Your task |
Extract every line of the items below that contains the word "white", and copy each of those lines unchanged.
--- BEGIN Supplied entries ---
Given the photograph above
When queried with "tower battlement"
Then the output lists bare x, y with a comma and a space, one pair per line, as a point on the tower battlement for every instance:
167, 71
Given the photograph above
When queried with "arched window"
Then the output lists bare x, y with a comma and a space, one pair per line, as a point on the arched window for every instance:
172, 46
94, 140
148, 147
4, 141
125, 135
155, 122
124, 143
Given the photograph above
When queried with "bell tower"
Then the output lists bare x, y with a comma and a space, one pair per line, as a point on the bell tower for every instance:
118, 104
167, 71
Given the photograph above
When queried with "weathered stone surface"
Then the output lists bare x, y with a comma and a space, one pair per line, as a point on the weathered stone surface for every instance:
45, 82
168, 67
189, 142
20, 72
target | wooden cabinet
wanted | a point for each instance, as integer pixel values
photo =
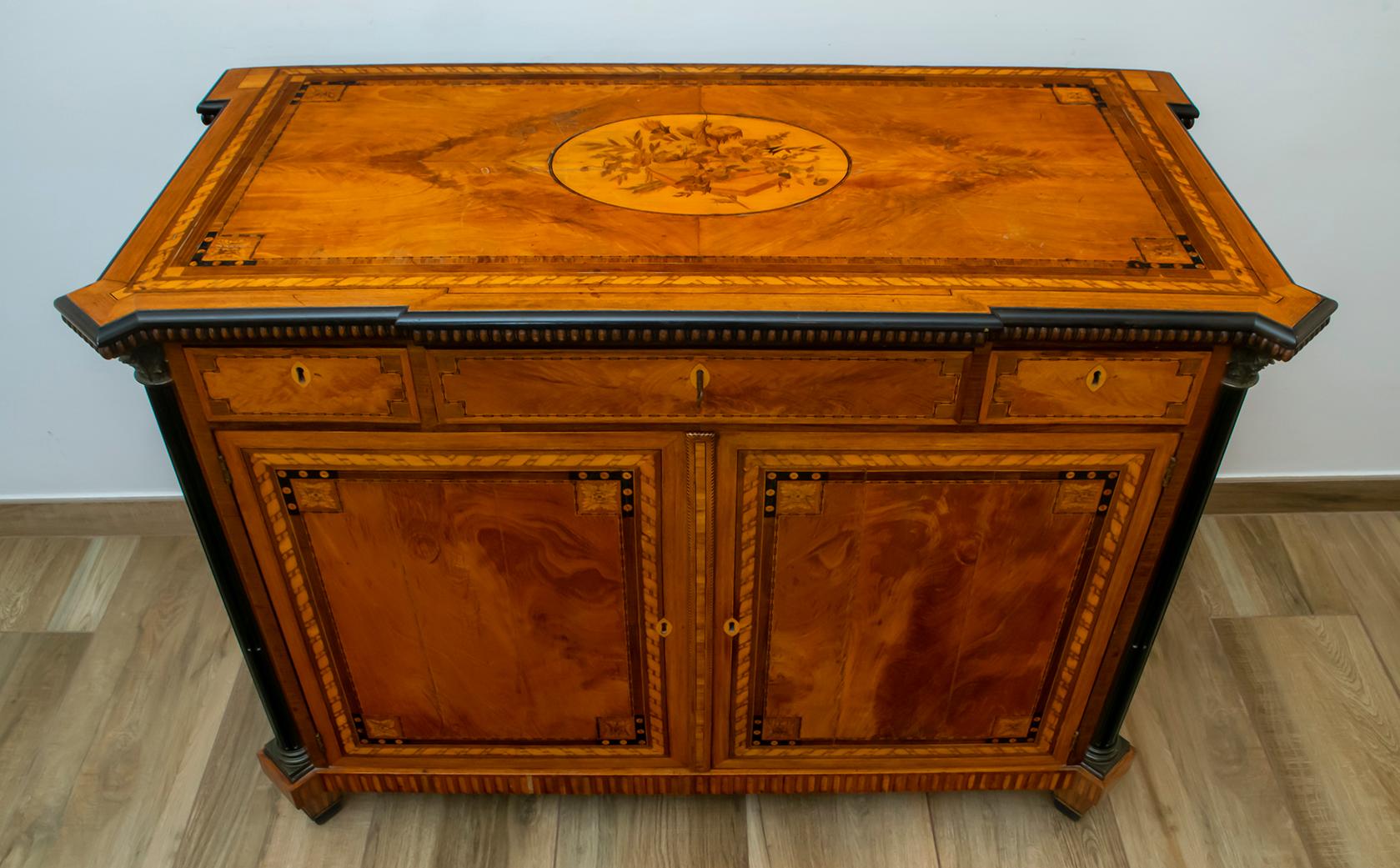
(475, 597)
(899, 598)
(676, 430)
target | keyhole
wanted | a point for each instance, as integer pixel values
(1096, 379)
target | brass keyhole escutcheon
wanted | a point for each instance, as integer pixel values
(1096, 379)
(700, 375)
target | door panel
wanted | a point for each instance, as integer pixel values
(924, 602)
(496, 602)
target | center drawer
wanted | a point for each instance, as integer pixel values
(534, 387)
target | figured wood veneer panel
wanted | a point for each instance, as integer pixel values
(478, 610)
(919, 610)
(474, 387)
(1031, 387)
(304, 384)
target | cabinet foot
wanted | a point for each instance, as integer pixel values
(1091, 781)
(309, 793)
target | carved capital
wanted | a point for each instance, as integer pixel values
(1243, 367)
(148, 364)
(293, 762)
--- END Supplied entries ---
--- BEGIN Supplied entries ---
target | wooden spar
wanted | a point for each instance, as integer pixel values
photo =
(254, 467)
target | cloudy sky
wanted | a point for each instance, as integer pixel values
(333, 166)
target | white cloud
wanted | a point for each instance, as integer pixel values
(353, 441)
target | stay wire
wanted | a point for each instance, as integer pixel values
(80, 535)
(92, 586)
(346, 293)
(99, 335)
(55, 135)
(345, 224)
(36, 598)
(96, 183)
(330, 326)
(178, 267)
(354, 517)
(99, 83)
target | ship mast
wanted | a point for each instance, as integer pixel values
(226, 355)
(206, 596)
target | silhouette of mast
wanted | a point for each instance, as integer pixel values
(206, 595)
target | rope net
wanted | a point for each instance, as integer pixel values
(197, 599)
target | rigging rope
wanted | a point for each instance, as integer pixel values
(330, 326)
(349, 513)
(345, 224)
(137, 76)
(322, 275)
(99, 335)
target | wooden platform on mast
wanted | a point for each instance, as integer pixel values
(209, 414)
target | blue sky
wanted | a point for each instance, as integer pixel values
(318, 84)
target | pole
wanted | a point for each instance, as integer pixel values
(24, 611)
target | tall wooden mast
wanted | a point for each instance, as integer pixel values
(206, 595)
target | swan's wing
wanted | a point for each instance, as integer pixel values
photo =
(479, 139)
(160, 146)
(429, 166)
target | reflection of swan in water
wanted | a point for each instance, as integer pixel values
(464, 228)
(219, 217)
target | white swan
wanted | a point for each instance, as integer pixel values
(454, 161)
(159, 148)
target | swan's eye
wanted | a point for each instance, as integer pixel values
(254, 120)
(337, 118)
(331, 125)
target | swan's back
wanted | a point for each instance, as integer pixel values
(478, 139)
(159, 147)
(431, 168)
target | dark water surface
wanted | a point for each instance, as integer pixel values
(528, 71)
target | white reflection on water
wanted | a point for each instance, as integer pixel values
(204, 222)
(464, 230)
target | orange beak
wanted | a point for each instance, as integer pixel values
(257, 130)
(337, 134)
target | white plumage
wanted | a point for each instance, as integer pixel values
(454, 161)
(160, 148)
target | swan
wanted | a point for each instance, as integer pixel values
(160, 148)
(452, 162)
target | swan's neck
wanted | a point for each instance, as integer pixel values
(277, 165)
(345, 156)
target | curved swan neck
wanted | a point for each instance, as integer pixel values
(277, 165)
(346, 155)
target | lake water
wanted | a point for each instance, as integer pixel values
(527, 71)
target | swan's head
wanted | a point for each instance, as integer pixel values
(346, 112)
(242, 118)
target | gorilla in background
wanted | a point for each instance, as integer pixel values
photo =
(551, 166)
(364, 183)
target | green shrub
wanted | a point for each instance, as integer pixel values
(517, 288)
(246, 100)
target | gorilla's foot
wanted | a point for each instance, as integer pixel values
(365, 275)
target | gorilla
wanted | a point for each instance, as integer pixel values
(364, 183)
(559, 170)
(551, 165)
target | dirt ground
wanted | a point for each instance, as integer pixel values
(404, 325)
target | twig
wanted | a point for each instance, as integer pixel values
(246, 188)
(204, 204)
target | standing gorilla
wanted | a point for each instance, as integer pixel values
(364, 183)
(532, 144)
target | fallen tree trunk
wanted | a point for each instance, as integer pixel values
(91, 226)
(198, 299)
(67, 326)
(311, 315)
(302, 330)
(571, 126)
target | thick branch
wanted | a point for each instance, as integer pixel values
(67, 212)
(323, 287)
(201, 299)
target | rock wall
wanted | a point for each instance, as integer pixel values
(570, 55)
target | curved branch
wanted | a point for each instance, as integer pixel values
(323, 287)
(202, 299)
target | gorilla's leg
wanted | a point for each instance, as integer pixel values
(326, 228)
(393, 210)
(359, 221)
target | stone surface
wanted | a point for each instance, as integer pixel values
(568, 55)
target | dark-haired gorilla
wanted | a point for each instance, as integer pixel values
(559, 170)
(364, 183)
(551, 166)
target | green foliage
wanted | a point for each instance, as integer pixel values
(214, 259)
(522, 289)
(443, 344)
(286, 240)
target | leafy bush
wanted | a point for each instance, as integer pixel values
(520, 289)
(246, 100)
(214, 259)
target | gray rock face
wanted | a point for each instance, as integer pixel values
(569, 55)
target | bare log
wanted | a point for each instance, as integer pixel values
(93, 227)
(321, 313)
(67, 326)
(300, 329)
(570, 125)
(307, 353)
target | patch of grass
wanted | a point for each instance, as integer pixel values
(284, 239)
--- END Supplied entries ---
Solution to this exercise |
target | white cloud
target | white swan
target | white reflection on water
target | white plumage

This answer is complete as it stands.